TEXT SECTION:
▼

- Country: United States
- Presented by: International Academy of Television Arts and Sciences
- First award: 2002
- Currently held by: Ryuichi Sakamoto: Last Days Japan (2025)
- Website: www.iemmys.tv

= International Emmy Award for Best Arts Programming =

Television award category

The International Emmy Award for Best Arts Programming is presented by the International Academy of Television Arts & Sciences (IATAS) to the best arts programs produced and initially aired outside the United States.

==Rules and Regulations==
According to the rules of the International Academy, arts programming is defined as a program dedicated to an art form or artist(s) (e.g., performance, art documentary, art series, or a combination thereof).

If the program is part of a continuous series of self-contained episodes (i.e., each episode has its own storyline and conclusion; or each episode may have a different director and/or producer; or the series has the potential to continue for multiple seasons), then each episode must be submitted as a separate entry.

If the program is a multi-part series with a finite number of episodes (with no further episodes planned), covering the same theme, two (2) episodes must be submitted to represent the series as a whole.

If the program consists of multiple parts with a continuing storyline across episodes, or shares the same concept throughout, two (2) episodes must be submitted to represent the series as a whole. The program may employ partial reenactments, stock footage, stills, animation, stop-motion, or other techniques, as long as the emphasis is on fact rather than fiction.

▲

TASK BRIEF:
In the award text, shorten the paragraph that begins "If the program is part of a continuous series" and keep its main facts. The lines after this have no connection to the award text.

DATASET SECTION:
▼

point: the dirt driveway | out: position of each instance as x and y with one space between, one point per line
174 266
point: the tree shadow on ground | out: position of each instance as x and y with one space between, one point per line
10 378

▲

EXERCISE RESULT:
Each episode of an ongoing series of self-contained episodes must be entered separately. This kind of series is one in which each episode has its own storyline and ending, episodes may have different directors or producers, or the show could run for several seasons.